### Job
Could you format the lines below as a JSON list of strings, with one string per line and any blank lines left out?

### Extracted information

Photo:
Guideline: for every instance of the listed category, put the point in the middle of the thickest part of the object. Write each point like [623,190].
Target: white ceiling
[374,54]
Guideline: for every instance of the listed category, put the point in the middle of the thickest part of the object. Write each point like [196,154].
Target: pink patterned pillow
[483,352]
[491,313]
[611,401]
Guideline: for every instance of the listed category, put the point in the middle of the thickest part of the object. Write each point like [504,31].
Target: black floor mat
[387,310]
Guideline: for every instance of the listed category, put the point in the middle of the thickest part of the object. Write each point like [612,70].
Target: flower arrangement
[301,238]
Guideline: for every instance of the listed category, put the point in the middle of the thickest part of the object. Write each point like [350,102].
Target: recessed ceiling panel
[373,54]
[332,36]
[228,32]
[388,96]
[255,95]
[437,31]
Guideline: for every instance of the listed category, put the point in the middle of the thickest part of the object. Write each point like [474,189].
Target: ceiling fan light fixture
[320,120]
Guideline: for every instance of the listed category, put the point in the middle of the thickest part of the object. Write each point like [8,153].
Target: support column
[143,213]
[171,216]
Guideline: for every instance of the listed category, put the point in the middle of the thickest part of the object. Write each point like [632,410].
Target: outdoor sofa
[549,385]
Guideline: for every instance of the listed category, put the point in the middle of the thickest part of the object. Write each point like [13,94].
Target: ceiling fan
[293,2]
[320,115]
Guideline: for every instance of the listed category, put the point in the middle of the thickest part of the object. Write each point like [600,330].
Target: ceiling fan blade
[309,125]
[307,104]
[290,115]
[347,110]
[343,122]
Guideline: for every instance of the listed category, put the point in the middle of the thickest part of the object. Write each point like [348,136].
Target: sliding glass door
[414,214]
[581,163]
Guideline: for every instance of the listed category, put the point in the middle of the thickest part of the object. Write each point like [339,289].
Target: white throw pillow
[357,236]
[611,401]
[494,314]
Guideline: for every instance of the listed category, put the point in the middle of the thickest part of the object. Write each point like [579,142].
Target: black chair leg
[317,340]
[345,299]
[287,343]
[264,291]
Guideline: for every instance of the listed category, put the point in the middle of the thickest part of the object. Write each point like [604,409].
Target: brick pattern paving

### Problem solution
[
  "Photo:",
  "Guideline: for every instance of the listed category, put the point in the middle of the thickest part of the object. Write each point like [623,190].",
  "Target: white ceiling",
  "[374,54]",
  "Guideline: for every instance of the listed category, put the point in the middle of the thickest part of the object. Write each point like [196,154].",
  "Target: pink patterned pillow",
  "[483,352]",
  "[491,313]",
  "[611,401]",
  "Guideline: for every instance of the listed category, put the point in the middle of the thickest part of the object. Write each point like [504,31].",
  "Target: black floor mat",
  "[387,310]",
  "Guideline: for every instance of the listed category, put the point in the middle of the thickest part of the object. Write each point like [612,70].",
  "Target: flower arrangement",
  "[301,238]",
  "Guideline: for every instance of the listed category, put the point in the middle of the thickest part of the object. Write each point like [350,102].",
  "Target: recessed ceiling panel",
  "[373,54]",
  "[332,36]",
  "[228,32]",
  "[388,96]",
  "[255,95]",
  "[437,31]",
  "Guideline: for every instance of the listed category, put the point in the middle of the thickest part of the object. Write each point like [474,189].",
  "Target: ceiling fan light fixture",
  "[320,120]",
  "Guideline: for every instance of the listed category, put the point in the middle of the thickest part of the object. Write each point like [8,153].",
  "Target: support column",
  "[143,213]",
  "[171,216]",
  "Guideline: for every instance of the listed category, put the point in the middle of the thickest part of the object. Write each point like [632,410].",
  "Target: outdoor sofa",
  "[549,385]",
  "Guideline: for every instance of the listed category, put the point in the middle of the thickest part of the object. Write each point like [13,94].",
  "Target: ceiling fan",
  "[293,2]",
  "[320,115]",
  "Guideline: for every instance of the listed category, put the point in the middle of the thickest part of the object. Write each point like [600,330].",
  "Target: ceiling fan blade",
  "[309,125]",
  "[307,104]",
  "[290,115]",
  "[347,110]",
  "[343,122]",
  "Guideline: for every instance of the listed category, put the point in the middle of the thickest part of the object. Write each point like [348,136].",
  "Target: sliding glass door",
  "[414,214]",
  "[581,163]",
  "Guideline: for every instance of the listed category, put the point in the middle of the thickest part of the object. Write each point like [339,289].",
  "Target: white throw pillow",
  "[357,236]",
  "[611,401]",
  "[494,314]",
  "Guideline: for every instance of the listed category, put the point in the middle of the thickest part of the object. Write each point like [579,142].",
  "Target: black chair leg",
  "[317,340]",
  "[345,299]",
  "[287,343]",
  "[264,291]",
  "Guideline: for every instance of the listed category, put the point in the middle of the thickest part of the object. Write each point like [604,409].",
  "Target: brick pattern paving"
]